**Description of the task:** In the records below, take the lines from the one containing "Do you think you could find the man's eyebrow" through the one containing "[714,264,790,353]" and write them all out again, requests included. Scale every bounding-box coordinate in the answers by 1.85 and round to whole numbers, with halves rounded up.

**** Task inputs

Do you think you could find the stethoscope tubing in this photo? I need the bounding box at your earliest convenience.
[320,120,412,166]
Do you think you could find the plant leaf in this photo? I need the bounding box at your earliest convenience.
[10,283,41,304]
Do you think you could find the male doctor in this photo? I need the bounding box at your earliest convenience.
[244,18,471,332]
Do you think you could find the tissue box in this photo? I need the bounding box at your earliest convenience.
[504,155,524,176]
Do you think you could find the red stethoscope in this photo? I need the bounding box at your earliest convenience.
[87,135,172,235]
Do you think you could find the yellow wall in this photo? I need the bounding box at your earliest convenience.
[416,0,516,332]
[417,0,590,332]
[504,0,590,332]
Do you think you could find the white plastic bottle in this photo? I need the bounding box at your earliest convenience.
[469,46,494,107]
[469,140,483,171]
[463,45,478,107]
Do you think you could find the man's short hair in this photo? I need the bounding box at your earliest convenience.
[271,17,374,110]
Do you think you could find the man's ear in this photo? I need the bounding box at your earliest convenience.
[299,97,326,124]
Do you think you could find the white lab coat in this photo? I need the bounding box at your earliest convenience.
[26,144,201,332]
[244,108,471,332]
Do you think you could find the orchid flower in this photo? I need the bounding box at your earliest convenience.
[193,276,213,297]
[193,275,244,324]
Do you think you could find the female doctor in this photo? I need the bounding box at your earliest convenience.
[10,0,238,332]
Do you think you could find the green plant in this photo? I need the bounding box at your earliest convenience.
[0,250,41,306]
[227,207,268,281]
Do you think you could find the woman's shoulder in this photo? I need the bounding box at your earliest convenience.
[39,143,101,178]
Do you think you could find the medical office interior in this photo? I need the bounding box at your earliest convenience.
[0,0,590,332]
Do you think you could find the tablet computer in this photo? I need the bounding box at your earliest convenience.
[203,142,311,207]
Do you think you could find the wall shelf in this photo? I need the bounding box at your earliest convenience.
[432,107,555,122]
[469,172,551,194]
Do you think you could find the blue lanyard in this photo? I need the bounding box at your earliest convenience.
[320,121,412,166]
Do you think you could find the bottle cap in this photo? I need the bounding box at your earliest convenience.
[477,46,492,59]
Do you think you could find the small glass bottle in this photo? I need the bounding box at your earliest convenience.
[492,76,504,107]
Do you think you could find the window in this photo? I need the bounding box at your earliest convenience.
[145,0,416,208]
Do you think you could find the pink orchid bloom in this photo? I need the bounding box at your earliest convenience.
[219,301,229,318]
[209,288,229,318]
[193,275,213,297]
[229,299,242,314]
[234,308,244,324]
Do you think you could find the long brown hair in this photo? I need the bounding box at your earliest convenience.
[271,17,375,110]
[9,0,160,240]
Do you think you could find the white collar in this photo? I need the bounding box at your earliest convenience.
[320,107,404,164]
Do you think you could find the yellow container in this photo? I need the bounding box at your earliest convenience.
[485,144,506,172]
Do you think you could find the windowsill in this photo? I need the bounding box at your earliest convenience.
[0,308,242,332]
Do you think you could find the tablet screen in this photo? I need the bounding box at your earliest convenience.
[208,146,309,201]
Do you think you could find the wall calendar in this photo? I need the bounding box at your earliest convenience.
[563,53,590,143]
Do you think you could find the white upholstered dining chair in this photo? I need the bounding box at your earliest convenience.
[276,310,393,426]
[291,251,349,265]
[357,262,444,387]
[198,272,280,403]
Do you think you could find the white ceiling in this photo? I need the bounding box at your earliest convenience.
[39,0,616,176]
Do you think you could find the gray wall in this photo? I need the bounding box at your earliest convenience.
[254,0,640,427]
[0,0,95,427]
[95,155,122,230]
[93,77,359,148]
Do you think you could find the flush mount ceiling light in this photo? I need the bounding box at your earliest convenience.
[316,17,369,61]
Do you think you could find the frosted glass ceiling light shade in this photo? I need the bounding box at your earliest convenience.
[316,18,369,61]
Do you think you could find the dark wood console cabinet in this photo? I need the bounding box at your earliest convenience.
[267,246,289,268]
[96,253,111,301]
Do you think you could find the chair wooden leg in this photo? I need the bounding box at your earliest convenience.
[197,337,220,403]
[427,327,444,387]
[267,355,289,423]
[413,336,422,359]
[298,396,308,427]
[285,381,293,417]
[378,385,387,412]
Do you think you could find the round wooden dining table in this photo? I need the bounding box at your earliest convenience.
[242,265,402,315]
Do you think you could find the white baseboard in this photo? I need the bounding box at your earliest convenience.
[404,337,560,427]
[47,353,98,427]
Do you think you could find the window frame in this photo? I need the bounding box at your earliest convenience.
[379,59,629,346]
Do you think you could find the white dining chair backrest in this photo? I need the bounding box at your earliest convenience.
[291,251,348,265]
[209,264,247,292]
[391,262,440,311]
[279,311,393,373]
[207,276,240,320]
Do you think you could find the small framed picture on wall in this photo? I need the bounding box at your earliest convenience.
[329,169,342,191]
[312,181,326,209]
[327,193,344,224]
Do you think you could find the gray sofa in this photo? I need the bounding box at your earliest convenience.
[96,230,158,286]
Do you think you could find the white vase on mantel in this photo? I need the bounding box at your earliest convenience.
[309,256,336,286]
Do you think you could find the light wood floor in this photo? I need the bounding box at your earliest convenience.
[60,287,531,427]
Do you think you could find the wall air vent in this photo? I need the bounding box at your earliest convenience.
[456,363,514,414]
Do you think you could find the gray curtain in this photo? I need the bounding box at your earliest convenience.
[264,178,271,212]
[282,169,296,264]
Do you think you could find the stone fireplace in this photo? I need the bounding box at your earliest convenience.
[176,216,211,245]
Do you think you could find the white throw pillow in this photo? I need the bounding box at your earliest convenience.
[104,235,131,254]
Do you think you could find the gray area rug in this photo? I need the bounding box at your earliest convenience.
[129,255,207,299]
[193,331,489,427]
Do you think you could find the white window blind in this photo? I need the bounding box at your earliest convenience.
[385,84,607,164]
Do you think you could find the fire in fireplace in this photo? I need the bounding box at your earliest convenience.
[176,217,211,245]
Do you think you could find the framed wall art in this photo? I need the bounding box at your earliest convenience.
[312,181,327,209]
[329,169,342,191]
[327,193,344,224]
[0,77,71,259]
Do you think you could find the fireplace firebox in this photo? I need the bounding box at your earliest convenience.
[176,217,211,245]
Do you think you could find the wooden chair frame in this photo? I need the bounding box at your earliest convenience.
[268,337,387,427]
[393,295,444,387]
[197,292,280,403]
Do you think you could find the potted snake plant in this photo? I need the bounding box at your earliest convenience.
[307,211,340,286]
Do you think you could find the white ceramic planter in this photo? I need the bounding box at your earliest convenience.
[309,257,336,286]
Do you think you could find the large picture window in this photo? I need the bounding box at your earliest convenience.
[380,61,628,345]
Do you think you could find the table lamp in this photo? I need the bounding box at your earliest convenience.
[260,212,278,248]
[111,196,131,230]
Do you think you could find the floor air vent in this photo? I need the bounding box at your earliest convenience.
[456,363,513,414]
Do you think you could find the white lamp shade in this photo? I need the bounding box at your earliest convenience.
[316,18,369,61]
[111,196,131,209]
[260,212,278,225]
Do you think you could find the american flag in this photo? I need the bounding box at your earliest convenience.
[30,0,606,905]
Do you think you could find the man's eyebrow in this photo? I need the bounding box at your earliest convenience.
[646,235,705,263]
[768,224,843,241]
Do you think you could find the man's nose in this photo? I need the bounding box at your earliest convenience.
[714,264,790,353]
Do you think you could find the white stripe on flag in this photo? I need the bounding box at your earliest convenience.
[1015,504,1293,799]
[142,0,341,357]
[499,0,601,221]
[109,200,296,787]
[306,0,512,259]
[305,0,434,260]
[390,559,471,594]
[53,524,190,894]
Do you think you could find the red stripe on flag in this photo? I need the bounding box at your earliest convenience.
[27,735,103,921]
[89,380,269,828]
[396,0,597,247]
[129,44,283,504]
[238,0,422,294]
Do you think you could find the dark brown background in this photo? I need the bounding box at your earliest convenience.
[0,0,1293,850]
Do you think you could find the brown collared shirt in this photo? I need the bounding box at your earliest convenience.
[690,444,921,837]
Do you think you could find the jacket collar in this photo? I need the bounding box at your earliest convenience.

********

**Correct result:**
Do you think you could find the man's eyebrow in this photo? I need the bounding box at your earliest convenience.
[1195,435,1304,487]
[1421,414,1560,446]
Do you think you could find the man's nose in this photo? I need the bounding box at your earliest convenience.
[1321,488,1462,653]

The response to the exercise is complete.